DIRECTIONS
1. Quote the passage on back pain word for word, starting with "Some researchers draw" and going on through "in the road.".
2. Write what comes next in the passage on back pain, picking up after its final sentence.

START TEXT EXCERPT

What’s the cause of back pain?
Most of us suffer some form of neck and back pain during our lifetime. It’s just as common as a headache, stomachache or knee pain. “Until it was turned into a medical condition in the early 20thcentury, back pain was considered an inevitable human experience,” said Canadian surgeon Hamilton Hall, MD. “There is no simple cure because there is usually not a clear-cut precipitating trigger associated with many forms of musculoskeletal pain,” notes Hall.
Despite the liberal use of the words “back injury” across modern societies, most episodes of back pain do not have an obvious cause. “Research indicates that approximately two of every three people who experience pain in the spine are unable to identify any specific event that may have caused their problems,” states Hall. Back pain simply happens!
The modern perspective that neck and back pain is a variable, intermittent illness rather than a one-time condition should not be considered a threatening event for our clients. In the vast majority of cases, recurrences of these painful conditions are not signs of advancing disease, an omen of chronic disability or even a cause for significant worry.
Some researchers draw an analogy between back pain and upper respiratory infections. Many individuals contract colds or respiratory infections several times each year, yet are typically not viewed as a significant threat to their health. Colds don’t
require high-tech diagnostic testing, heroic treatment interventions or significant absence from work. These conditions, like most cases of neck/back pain, simply are bumps in the road.

END TEXT EXCERPT
START ENTRIES SHOWN

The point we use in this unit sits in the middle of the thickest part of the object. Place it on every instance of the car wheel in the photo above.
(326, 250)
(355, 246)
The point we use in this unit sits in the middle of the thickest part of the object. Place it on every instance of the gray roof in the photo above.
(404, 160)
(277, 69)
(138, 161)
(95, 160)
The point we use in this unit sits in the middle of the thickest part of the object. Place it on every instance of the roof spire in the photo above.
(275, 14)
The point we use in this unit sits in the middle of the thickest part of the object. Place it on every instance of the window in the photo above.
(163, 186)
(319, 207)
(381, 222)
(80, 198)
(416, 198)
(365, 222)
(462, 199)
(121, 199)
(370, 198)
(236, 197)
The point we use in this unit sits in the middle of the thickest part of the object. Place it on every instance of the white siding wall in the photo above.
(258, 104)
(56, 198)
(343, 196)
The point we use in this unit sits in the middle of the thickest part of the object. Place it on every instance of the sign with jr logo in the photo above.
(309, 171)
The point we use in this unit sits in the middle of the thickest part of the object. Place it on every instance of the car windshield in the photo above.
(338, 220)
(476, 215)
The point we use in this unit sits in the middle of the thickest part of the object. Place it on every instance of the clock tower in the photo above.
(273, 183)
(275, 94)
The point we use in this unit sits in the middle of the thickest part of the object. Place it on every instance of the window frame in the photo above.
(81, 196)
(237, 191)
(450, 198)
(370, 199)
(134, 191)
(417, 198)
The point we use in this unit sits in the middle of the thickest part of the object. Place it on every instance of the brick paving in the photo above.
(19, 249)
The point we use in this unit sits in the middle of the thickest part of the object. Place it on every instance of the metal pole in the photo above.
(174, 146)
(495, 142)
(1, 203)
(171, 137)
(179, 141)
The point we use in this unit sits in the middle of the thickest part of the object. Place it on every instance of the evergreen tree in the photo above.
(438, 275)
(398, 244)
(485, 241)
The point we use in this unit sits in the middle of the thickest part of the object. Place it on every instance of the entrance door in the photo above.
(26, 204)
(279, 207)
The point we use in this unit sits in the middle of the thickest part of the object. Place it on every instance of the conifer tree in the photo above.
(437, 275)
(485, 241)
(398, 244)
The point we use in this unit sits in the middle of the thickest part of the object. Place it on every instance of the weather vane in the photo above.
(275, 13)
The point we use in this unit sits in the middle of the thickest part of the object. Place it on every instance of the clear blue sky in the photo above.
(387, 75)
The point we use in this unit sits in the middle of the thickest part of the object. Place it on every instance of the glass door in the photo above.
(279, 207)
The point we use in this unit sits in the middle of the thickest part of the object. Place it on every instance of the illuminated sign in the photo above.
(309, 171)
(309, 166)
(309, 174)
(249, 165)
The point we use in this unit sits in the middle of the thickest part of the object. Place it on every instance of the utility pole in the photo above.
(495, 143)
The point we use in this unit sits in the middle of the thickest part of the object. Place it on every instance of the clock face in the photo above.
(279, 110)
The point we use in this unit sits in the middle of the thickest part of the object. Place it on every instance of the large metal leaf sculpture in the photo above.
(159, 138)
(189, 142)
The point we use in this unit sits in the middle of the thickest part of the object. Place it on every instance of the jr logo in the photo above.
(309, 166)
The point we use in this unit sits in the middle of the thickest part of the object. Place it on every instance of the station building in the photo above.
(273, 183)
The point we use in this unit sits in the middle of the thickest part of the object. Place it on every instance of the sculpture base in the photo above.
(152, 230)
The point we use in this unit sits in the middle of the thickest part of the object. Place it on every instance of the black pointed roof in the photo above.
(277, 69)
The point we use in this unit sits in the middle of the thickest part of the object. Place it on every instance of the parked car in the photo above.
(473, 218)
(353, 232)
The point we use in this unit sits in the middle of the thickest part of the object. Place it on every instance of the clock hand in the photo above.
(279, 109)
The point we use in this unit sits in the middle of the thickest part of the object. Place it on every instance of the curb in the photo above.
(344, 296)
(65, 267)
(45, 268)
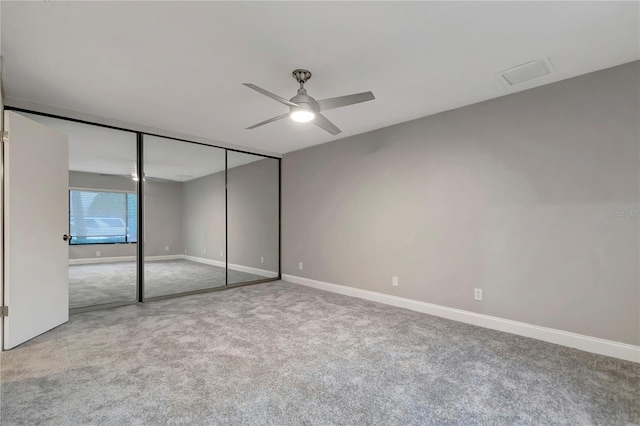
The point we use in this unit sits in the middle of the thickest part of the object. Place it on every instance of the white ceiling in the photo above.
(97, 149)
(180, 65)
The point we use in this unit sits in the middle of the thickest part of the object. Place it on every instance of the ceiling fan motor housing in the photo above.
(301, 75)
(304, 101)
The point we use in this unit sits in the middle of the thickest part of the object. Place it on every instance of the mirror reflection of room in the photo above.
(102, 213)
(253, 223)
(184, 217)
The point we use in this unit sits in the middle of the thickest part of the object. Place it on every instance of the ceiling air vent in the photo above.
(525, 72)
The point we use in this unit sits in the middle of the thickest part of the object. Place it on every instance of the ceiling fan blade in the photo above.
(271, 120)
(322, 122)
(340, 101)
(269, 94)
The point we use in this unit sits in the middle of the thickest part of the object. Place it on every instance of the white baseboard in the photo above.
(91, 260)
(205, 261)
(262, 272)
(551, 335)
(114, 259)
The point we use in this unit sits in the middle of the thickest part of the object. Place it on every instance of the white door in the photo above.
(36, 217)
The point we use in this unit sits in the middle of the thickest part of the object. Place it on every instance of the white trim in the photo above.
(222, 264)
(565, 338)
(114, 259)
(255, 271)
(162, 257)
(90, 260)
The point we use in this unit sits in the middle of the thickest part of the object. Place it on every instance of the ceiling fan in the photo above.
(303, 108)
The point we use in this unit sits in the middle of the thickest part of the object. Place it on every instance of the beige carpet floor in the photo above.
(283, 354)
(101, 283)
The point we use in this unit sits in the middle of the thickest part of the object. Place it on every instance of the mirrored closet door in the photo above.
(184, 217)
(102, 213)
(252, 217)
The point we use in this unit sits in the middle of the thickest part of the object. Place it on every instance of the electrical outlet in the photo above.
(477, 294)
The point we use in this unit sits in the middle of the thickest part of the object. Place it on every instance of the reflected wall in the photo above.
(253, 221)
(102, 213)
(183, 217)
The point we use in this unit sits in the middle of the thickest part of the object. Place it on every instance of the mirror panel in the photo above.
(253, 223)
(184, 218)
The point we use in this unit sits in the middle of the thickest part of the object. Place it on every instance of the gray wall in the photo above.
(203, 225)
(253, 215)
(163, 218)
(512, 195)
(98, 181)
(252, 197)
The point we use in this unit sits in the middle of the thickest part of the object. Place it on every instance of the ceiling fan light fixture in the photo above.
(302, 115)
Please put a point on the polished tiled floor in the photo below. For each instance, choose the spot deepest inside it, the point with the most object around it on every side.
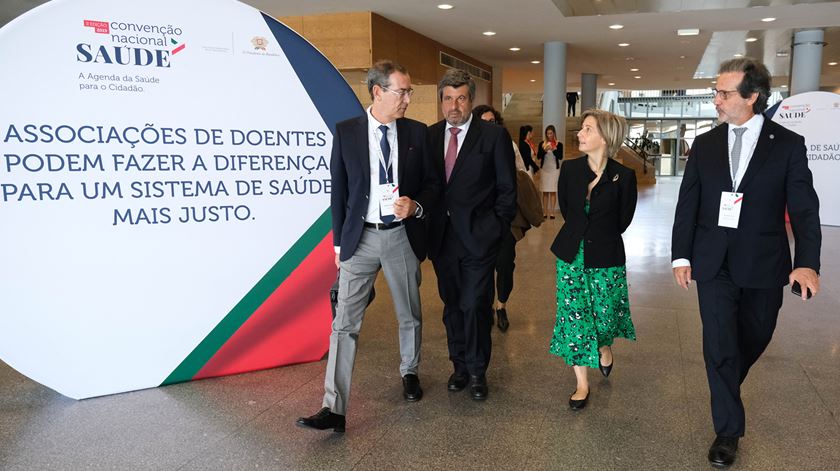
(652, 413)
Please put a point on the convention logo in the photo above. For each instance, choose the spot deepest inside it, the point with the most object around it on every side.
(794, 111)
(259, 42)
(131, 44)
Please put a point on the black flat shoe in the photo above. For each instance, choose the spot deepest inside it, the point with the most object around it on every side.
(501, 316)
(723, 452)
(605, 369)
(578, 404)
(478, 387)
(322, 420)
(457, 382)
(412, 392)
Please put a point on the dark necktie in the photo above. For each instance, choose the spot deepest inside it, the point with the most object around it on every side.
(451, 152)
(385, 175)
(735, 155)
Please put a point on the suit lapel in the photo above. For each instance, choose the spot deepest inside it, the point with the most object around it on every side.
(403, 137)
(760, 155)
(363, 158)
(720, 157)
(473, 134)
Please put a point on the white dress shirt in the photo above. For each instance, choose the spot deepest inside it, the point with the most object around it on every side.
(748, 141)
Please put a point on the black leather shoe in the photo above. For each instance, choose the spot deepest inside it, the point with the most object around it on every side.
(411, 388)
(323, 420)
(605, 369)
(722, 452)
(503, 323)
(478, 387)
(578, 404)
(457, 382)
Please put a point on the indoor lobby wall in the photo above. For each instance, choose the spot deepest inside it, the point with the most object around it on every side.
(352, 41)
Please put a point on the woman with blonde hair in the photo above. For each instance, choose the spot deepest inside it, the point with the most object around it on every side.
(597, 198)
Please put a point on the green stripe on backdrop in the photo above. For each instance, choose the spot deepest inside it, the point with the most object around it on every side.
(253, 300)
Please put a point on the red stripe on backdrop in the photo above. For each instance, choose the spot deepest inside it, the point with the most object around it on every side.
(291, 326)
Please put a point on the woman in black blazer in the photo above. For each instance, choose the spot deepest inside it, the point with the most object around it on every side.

END ENTRIES SHOWN

ANSWER LIST
1.
Some researchers draw an analogy between back pain and upper respiratory infections. Many individuals contract colds or respiratory infections several times each year, yet are typically not viewed as a significant threat to their health. Colds don’t
require high-tech diagnostic testing, heroic treatment interventions or significant absence from work. These conditions, like most cases of neck/back pain, simply are bumps in the road.

2.
Traditional massage techniques are helpful in desensitizing hyperexcited cutaneous (skin and fascial) neuroreceptors. However, deep-tissue techniques that incorporate active client movements (enhancers) during the hands-on work, add additional therapeutic power by calming articular (joint) receptors and improving proprioception and body awareness.
Intrinsic muscles and joints are inseparable; what affects one always affects the other. Therefore, myofascial pain syndromes should include soft-tissue techniques that create extensibility in contractured tissues via graded exposure (repeated non-painful movements), tonify weak muscles, and decompress impacted, motion-restricted joints and their supporting ligaments.
As the research rolls in and causality is eventually decided, it is in the client’s best interest to immediately begin routinely scheduled bodywork sessions in conjunction with a specialized corrective exercise regime… regardless of origin. Well structured manual therapy sessions and individualized rehabilitation programs appear to be the treatment of choice for this chronic and sometimes disabling condition that affects an estimated 2 million Americans each year.